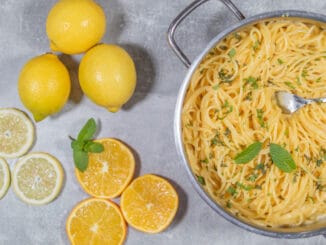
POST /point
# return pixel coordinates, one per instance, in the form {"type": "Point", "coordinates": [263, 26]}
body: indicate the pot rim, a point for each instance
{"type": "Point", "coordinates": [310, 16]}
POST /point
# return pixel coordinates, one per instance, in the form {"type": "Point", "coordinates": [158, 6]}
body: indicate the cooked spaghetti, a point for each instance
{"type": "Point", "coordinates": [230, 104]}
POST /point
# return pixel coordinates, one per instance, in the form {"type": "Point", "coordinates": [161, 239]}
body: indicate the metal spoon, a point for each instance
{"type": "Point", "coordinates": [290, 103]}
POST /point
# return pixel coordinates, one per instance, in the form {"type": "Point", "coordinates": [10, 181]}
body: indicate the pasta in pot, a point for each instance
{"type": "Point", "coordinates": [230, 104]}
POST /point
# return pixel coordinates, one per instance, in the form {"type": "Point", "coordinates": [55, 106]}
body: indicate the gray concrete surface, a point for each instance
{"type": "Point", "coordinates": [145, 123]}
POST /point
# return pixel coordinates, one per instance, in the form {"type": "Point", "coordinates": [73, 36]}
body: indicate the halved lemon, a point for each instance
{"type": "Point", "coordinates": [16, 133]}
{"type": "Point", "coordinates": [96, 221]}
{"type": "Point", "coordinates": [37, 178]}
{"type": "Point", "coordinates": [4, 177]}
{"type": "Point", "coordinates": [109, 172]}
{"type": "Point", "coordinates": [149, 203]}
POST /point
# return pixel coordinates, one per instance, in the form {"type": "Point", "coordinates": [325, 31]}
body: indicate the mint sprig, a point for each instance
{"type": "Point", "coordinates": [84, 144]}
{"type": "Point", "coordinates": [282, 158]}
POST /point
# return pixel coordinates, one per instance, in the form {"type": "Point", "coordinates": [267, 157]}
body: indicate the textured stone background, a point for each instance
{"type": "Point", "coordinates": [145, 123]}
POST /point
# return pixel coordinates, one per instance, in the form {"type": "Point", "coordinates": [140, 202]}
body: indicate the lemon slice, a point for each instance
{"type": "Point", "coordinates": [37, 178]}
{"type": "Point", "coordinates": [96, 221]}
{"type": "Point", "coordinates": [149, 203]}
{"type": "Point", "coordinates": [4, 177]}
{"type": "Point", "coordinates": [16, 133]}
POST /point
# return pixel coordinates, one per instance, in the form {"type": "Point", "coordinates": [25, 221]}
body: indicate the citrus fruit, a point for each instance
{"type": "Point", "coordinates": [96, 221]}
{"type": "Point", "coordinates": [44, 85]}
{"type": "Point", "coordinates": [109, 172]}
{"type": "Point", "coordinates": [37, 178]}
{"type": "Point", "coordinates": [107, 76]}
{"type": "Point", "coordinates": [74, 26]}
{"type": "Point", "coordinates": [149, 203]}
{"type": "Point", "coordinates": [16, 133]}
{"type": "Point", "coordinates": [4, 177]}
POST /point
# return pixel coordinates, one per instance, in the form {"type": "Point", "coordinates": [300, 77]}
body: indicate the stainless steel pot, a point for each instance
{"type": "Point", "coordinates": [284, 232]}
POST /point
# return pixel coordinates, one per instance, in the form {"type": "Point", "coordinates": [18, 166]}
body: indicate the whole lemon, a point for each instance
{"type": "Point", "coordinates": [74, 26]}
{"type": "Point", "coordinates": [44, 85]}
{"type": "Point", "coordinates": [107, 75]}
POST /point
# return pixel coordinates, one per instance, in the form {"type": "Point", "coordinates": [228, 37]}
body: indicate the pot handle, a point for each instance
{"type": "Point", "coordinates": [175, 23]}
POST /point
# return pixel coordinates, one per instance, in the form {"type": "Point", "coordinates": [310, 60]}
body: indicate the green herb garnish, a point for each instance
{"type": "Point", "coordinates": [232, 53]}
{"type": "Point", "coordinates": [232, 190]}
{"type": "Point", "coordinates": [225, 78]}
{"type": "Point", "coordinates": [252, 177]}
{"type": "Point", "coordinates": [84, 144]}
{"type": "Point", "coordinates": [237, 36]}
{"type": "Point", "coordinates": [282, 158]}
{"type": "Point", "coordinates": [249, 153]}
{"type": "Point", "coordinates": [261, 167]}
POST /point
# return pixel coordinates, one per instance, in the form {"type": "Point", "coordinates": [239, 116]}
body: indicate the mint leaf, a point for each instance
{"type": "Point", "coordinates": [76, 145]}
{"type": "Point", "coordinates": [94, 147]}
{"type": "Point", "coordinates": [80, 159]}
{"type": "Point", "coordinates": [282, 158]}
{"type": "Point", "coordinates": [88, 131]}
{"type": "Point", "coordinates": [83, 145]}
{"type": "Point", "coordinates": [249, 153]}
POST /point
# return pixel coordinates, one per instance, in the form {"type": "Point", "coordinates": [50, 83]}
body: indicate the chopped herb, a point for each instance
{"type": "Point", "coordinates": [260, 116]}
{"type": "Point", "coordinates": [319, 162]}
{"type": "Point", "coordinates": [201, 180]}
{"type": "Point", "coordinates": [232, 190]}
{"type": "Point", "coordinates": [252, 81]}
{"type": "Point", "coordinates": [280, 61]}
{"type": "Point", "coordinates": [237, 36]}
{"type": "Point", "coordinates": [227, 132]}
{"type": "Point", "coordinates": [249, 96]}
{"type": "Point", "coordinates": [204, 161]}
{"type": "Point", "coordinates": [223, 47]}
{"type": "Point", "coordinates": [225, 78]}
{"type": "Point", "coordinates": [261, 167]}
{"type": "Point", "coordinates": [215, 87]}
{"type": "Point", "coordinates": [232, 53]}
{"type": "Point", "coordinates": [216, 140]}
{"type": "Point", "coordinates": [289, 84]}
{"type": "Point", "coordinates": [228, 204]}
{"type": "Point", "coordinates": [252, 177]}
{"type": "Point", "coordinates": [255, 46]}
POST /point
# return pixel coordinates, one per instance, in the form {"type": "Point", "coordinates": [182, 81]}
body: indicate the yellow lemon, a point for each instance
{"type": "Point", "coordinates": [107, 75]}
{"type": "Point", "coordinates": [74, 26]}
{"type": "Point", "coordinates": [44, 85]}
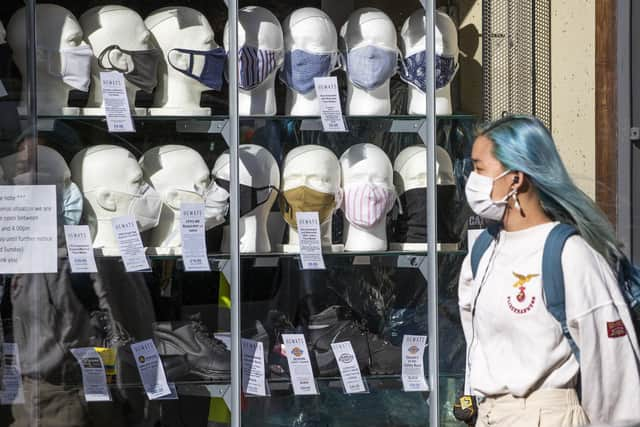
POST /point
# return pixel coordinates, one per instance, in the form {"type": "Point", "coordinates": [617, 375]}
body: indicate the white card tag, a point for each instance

──────────────────────────────

Set task:
Quote the data exactly, leaving every image out of the copy.

Finished task:
POST /point
# return pixel coordinates, one per instance, in the form {"type": "Point", "coordinates": [263, 26]}
body: indicate the pot rim, a point for each instance
{"type": "Point", "coordinates": [310, 16]}
POST /point
# return pixel coordinates, one per instance, in the form {"type": "Point", "coordinates": [158, 6]}
body: indicate the cooked spaghetti, a point for each instance
{"type": "Point", "coordinates": [230, 104]}
POST /point
# return pixel coordinates, one per instance, in the form {"type": "Point", "coordinates": [161, 239]}
body: indicate the metal spoon, a point for each instance
{"type": "Point", "coordinates": [290, 103]}
POST /point
# return pixel coordinates, one per instance, in the form {"type": "Point", "coordinates": [10, 181]}
body: indicate the pasta in pot, a point for each instance
{"type": "Point", "coordinates": [230, 104]}
POST /point
# return pixel coordinates, one per instance, in the form {"type": "Point", "coordinates": [55, 106]}
body: indicate the gray concrete surface, a point for each instance
{"type": "Point", "coordinates": [145, 123]}
POST /point
# return pixel coordinates, one per instance, in the form {"type": "Point", "coordinates": [73, 36]}
body: indicate the halved lemon, a point for each instance
{"type": "Point", "coordinates": [16, 133]}
{"type": "Point", "coordinates": [96, 221]}
{"type": "Point", "coordinates": [37, 178]}
{"type": "Point", "coordinates": [4, 177]}
{"type": "Point", "coordinates": [109, 172]}
{"type": "Point", "coordinates": [149, 203]}
POST /point
# return pixel coordinates, one per instance, in the form {"type": "Point", "coordinates": [325, 31]}
body: indicate the mint sprig, a point for each instance
{"type": "Point", "coordinates": [84, 144]}
{"type": "Point", "coordinates": [282, 158]}
POST /point
# return pixel coordinates, one per instance, in the form {"type": "Point", "coordinates": [267, 157]}
body: indicate the textured stone background, a point for each instance
{"type": "Point", "coordinates": [145, 123]}
POST /point
# return pixel coordinates, one per instance, in the form {"type": "Point", "coordinates": [140, 202]}
body: indicate the lemon slice, a point for each instance
{"type": "Point", "coordinates": [37, 178]}
{"type": "Point", "coordinates": [96, 221]}
{"type": "Point", "coordinates": [149, 203]}
{"type": "Point", "coordinates": [4, 177]}
{"type": "Point", "coordinates": [16, 133]}
POST /point
# return pixel coordinates, one per instance, in the form {"type": "Point", "coordinates": [25, 221]}
body: indicate the citrus fruit, a point for each instance
{"type": "Point", "coordinates": [96, 221]}
{"type": "Point", "coordinates": [44, 85]}
{"type": "Point", "coordinates": [109, 172]}
{"type": "Point", "coordinates": [37, 178]}
{"type": "Point", "coordinates": [107, 76]}
{"type": "Point", "coordinates": [74, 26]}
{"type": "Point", "coordinates": [149, 203]}
{"type": "Point", "coordinates": [16, 133]}
{"type": "Point", "coordinates": [4, 177]}
POST /point
# return pixel coordinates, one per instance, in the form {"type": "Point", "coordinates": [300, 77]}
body: indicate the stainless steel pot, a point for each instance
{"type": "Point", "coordinates": [284, 232]}
POST /point
# return pixel coordinates, one per instance, in the form {"type": "Point", "coordinates": [18, 166]}
body: indicate the whole lemon, a point for each instance
{"type": "Point", "coordinates": [74, 26]}
{"type": "Point", "coordinates": [44, 85]}
{"type": "Point", "coordinates": [107, 75]}
POST /point
# return pixel coordinates, one per instance, in the form {"type": "Point", "coordinates": [228, 37]}
body: indicate the pot handle, a point for each instance
{"type": "Point", "coordinates": [175, 23]}
POST /point
# return pixel coordinates, one per instance, in the form {"type": "Point", "coordinates": [310, 60]}
body: indicate the green herb garnish, a point for each instance
{"type": "Point", "coordinates": [232, 53]}
{"type": "Point", "coordinates": [232, 190]}
{"type": "Point", "coordinates": [225, 78]}
{"type": "Point", "coordinates": [252, 177]}
{"type": "Point", "coordinates": [84, 144]}
{"type": "Point", "coordinates": [237, 36]}
{"type": "Point", "coordinates": [282, 158]}
{"type": "Point", "coordinates": [249, 153]}
{"type": "Point", "coordinates": [261, 167]}
POST /point
# return pixel coordinates, one per instance, in the form {"type": "Point", "coordinates": [239, 116]}
body: indicate the mint leaf, a point for each instance
{"type": "Point", "coordinates": [76, 145]}
{"type": "Point", "coordinates": [94, 147]}
{"type": "Point", "coordinates": [80, 159]}
{"type": "Point", "coordinates": [282, 158]}
{"type": "Point", "coordinates": [88, 131]}
{"type": "Point", "coordinates": [83, 145]}
{"type": "Point", "coordinates": [249, 153]}
POST /point
# return pixel coordinates, one per instance, in the form {"type": "Point", "coordinates": [50, 83]}
body: indicate the chopped herb, a point for each instance
{"type": "Point", "coordinates": [260, 116]}
{"type": "Point", "coordinates": [319, 162]}
{"type": "Point", "coordinates": [201, 180]}
{"type": "Point", "coordinates": [232, 190]}
{"type": "Point", "coordinates": [252, 81]}
{"type": "Point", "coordinates": [280, 61]}
{"type": "Point", "coordinates": [237, 36]}
{"type": "Point", "coordinates": [227, 132]}
{"type": "Point", "coordinates": [249, 96]}
{"type": "Point", "coordinates": [204, 161]}
{"type": "Point", "coordinates": [223, 47]}
{"type": "Point", "coordinates": [225, 78]}
{"type": "Point", "coordinates": [261, 167]}
{"type": "Point", "coordinates": [215, 87]}
{"type": "Point", "coordinates": [232, 53]}
{"type": "Point", "coordinates": [216, 140]}
{"type": "Point", "coordinates": [289, 84]}
{"type": "Point", "coordinates": [228, 204]}
{"type": "Point", "coordinates": [252, 177]}
{"type": "Point", "coordinates": [255, 46]}
POST /point
# return pixel coordinates, one per instance, in the form {"type": "Point", "coordinates": [182, 81]}
body: indicate the yellow lemon, a point for each instance
{"type": "Point", "coordinates": [107, 75]}
{"type": "Point", "coordinates": [74, 26]}
{"type": "Point", "coordinates": [44, 85]}
POST /point
# return pixel coordinates, one per instance, in the form {"type": "Point", "coordinates": [617, 375]}
body: indicate the white card tag, a point for each instance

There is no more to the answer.